• [Brief]
Rewrite the records from the line with "Give the mask of every instance of the chimpanzee" up to and including the line with "126], [192, 132]]", keeping the requests as they are and shifting every coordinate in the answers up by 110.
====================
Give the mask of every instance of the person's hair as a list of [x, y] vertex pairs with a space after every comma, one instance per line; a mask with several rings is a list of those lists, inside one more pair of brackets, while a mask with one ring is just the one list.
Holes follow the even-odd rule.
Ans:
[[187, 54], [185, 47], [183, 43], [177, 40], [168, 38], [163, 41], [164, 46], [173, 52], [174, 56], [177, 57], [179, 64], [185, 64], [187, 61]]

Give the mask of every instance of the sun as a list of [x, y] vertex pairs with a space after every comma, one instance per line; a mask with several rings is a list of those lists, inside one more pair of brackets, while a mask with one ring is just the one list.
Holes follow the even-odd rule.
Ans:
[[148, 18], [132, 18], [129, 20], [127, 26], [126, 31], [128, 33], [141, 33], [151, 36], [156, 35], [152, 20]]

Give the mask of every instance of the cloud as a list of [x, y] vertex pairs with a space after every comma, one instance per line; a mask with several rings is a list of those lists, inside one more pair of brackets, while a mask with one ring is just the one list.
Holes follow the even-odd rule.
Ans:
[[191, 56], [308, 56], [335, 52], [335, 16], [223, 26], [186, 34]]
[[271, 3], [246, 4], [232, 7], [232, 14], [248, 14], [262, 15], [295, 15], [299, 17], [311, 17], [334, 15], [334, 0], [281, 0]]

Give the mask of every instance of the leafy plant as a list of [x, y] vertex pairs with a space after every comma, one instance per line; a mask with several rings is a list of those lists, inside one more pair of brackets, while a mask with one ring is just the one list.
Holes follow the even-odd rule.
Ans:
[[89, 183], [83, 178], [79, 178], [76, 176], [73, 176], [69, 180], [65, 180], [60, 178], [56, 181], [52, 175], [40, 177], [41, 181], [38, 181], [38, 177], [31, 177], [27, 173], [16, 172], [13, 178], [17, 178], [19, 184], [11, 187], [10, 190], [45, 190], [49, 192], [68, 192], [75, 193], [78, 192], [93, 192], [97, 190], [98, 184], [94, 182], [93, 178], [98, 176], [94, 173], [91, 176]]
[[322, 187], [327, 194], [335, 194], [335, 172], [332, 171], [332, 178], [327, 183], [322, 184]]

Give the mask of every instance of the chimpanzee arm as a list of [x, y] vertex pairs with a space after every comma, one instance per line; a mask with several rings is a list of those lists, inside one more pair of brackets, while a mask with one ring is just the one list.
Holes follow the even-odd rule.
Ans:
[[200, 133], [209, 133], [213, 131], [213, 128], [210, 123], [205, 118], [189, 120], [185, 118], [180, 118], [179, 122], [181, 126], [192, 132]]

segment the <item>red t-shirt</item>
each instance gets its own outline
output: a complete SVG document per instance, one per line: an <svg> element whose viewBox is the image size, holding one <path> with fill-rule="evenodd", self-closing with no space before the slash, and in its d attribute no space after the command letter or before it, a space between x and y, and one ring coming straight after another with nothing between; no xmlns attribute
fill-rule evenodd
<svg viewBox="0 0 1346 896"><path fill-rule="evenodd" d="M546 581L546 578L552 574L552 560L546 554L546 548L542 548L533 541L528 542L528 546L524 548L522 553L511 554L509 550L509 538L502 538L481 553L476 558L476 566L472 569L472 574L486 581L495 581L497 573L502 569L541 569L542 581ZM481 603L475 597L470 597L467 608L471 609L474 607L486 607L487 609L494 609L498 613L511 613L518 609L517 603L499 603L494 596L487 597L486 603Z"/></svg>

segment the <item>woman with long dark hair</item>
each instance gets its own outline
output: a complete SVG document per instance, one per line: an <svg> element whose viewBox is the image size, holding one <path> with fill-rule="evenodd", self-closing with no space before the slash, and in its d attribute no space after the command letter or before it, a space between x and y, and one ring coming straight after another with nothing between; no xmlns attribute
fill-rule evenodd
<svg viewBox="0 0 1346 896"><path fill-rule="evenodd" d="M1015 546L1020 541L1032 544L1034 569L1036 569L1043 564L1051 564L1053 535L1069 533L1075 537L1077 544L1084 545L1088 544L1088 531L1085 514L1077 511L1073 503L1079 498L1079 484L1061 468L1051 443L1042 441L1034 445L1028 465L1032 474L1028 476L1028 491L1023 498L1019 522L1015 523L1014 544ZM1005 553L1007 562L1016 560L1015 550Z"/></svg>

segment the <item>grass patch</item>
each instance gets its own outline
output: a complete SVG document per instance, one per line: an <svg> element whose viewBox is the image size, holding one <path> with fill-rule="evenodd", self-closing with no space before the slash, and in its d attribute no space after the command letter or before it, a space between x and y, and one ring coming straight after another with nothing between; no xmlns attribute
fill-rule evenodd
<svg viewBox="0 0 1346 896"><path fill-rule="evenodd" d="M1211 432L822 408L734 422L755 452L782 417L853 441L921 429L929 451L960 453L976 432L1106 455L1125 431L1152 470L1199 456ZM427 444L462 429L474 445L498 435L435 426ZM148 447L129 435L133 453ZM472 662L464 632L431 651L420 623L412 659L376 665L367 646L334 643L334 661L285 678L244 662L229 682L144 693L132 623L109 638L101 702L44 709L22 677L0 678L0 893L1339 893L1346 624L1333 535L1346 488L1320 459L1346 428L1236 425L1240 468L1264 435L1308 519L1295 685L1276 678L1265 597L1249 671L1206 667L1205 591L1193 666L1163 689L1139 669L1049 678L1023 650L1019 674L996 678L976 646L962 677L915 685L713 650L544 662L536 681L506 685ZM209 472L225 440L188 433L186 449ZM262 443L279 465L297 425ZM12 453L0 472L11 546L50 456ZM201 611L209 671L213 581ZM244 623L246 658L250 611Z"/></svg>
====================
• [Exercise result]
Give the mask of every instance of the chimpanzee arm as a list of [x, y] vertex pairs with a space after every comma, one instance per line; a mask with several rings is a list of those lists, inside one more pair of brackets, while a mask with one ring is just the one list.
Holes follow the even-odd rule.
Ans:
[[310, 243], [319, 243], [323, 241], [323, 238], [320, 233], [315, 228], [299, 230], [295, 228], [290, 228], [289, 232], [291, 236], [302, 242]]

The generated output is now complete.